# Text excerpt
++++++++

When a question arises as to which of two ratings apply under a particular diagnostic code, the higher evaluation is assigned if the disability more closely approximates the criteria for the higher rating.


Factual Background and Analysis

The Veteran contends that his bilateral hearing loss disability is more severe than the current disability ratings reflect.

The Veteran underwent a VA audiological assessment in October 2012.  The Veteran reported trouble hearing his wife and the television.  Finding showed moderately severe to profound high frequency sensorineural bilateral hearing loss.  The Veteran is shown to have been fitted for hearing aids at the Providence VA Medical Center (VAMC) in December 2012.

The Veteran underwent a VA examination in January 2013.  He exhibited pure tone thresholds, in decibels as follows:




HERTZ



500
1000
2000
3000
4000
RIGHT
25
25
20
70
80
LEFT
15
25
30
65
10

The average pure tone threshold was 55 in the right ear and 49 in the left ear.

Speech audiometry revealed speech recognition ability of 92 percent in the right ear and of 96 in the left ear.  These scores correlate to a Roman Numeral I for the right ear and Roman Number I for the left ear under Table VI of 38 C.F.R. § 4.85, resulting in a noncompensable rating.  The examiner noted that the Veteran's hearing loss does not impact his ordinary conditions of daily life.

The Veteran was reexamined at the Providence VAMC in December 2014 for his hearing loss.  He exhibited pure tone thresholds, in decibels as follows:




HERTZ



500
1000
2000
3000
4000
RIGHT
20
30
25
75
95
LEFT
20
30
30
65
95

The average pure tone threshold was 56 in the right ear and 55 in the left ear.  Maryland CNC speech discrimination was 76 in the right ear and 66 in the left ear.

Applying the above results from the December 2014 VA examination report to Table VI of the Rating Schedule shows Level IV hearing acuity in the right ear and Level VI hearing acuity in the left ear.  See 38 C.F.R. § 4.85, Table VI, Diagnostic Code 6100.  The pure tone thresholds do not demonstrate that consideration of an exceptional pattern of hearing is required.  See 38 C.F.R. § 4.86  Using the highest levels of hearing acuity and applying them to Table VII of the Rating Schedule, Level IV hearing acuity in the right ear and Level VI hearing acuity in the left ear results in a 20 percent disability rating for bilateral hearing impairment.  38 C.F.R. § 4.85, Table VII, Diagnostic Code 6100.

Subsequently, the Veteran was afforded another VA examination in December 2015.  The Veteran reported that he has to watch television with the volume raised.  He stated that his wife often gets angry with him because she is tired of repeating herself.  He reported that he finds participating in conversation very frustrating.  On examination, pure tone thresholds, in decibels, were reported as follows:




HERTZ



500
1000
2000
3000
4000
RIGHT
15
15
10
70
95
LEFT
15
15
25
70
100

The average pure tone threshold was 48 in the right ear and 53 in the left ear.

++++++++

# Your tasks
1. According to the hearing loss excerpt, in what month and year was the Veteran fitted for hearing aids at the Providence VA Medical Center?
2. Swap "examiner" for "audiologist" in the hearing loss excerpt, and write out the passage from "The average pure tone threshold was 55" up to and including "of daily life.".
3. List every month and year that the hearing loss excerpt mentions.
The entries that follow are not needed for these tasks.

# Record excerpts
++++++++

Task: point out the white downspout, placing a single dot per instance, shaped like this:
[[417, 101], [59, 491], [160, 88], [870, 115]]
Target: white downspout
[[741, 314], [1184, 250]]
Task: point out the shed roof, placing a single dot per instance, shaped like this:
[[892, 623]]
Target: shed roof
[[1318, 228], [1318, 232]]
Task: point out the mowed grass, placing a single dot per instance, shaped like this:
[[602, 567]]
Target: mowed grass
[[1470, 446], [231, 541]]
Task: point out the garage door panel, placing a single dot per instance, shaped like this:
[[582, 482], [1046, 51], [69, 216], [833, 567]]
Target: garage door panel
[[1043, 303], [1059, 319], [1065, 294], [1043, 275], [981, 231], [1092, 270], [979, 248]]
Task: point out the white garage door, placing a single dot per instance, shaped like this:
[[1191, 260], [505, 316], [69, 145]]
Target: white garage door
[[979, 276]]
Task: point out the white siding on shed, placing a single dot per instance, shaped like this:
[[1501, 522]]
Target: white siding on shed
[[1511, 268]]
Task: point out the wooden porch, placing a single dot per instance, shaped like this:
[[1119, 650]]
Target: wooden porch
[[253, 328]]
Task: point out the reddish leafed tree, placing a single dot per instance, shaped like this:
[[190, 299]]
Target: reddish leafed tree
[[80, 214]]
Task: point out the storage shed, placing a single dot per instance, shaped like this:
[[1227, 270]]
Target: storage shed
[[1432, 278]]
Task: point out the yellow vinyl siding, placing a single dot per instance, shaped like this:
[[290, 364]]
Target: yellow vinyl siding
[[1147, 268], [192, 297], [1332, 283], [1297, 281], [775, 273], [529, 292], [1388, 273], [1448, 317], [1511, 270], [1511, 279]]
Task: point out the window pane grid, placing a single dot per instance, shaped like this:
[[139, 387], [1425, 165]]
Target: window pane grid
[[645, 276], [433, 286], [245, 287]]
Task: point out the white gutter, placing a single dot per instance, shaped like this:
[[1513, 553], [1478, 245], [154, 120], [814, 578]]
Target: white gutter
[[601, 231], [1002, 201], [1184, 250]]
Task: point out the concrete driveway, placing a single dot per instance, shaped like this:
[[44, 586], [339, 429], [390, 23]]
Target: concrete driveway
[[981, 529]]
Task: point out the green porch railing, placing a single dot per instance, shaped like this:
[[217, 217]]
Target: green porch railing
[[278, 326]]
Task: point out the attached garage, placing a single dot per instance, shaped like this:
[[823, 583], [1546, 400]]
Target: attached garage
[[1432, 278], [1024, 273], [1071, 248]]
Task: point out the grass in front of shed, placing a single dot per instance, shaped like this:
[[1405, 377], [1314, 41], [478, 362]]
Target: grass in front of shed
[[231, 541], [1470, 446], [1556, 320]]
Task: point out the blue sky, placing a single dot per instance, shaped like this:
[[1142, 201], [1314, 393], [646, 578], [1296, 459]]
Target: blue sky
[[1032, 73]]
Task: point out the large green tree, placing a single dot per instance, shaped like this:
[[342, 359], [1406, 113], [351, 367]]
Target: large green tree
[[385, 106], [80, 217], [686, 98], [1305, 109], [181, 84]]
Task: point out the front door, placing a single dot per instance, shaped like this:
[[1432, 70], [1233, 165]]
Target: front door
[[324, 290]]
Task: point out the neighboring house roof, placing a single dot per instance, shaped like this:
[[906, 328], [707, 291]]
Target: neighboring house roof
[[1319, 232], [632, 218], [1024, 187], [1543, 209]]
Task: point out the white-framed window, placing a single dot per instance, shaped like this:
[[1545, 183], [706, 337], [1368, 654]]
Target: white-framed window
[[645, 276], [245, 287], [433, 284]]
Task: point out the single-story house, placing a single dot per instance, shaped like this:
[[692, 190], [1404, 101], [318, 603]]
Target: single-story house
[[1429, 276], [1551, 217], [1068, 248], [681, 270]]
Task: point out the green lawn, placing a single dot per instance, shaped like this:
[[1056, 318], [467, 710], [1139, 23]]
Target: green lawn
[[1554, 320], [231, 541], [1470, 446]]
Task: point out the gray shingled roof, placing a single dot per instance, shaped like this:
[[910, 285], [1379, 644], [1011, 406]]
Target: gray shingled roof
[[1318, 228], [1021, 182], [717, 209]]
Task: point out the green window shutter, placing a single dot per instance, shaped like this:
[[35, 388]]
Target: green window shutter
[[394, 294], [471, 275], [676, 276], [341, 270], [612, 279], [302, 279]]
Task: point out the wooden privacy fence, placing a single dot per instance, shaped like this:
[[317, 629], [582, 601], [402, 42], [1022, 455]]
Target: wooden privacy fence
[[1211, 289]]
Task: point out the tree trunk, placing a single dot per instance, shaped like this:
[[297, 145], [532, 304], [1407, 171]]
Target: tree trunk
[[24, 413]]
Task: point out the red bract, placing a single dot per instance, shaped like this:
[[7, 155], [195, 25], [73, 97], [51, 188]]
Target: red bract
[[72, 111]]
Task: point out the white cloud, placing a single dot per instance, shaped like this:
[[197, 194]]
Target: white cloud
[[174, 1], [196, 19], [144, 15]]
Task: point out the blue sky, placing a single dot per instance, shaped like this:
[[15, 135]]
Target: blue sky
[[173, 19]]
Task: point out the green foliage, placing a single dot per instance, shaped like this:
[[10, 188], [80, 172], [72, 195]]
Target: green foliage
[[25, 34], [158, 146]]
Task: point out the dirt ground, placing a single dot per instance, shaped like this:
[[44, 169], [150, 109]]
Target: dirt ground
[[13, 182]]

++++++++

# Responses by task
1. December 2012

2.
The average pure tone threshold was 55 in the right ear and 49 in the left ear.

Speech audiometry revealed speech recognition ability of 92 percent in the right ear and of 96 in the left ear.  These scores correlate to a Roman Numeral I for the right ear and Roman Number I for the left ear under Table VI of 38 C.F.R. § 4.85, resulting in a noncompensable rating.  The audiologist noted that the Veteran's hearing loss does not impact his ordinary conditions of daily life.

3. October 2012, December 2012, January 2013, December 2014, December 2015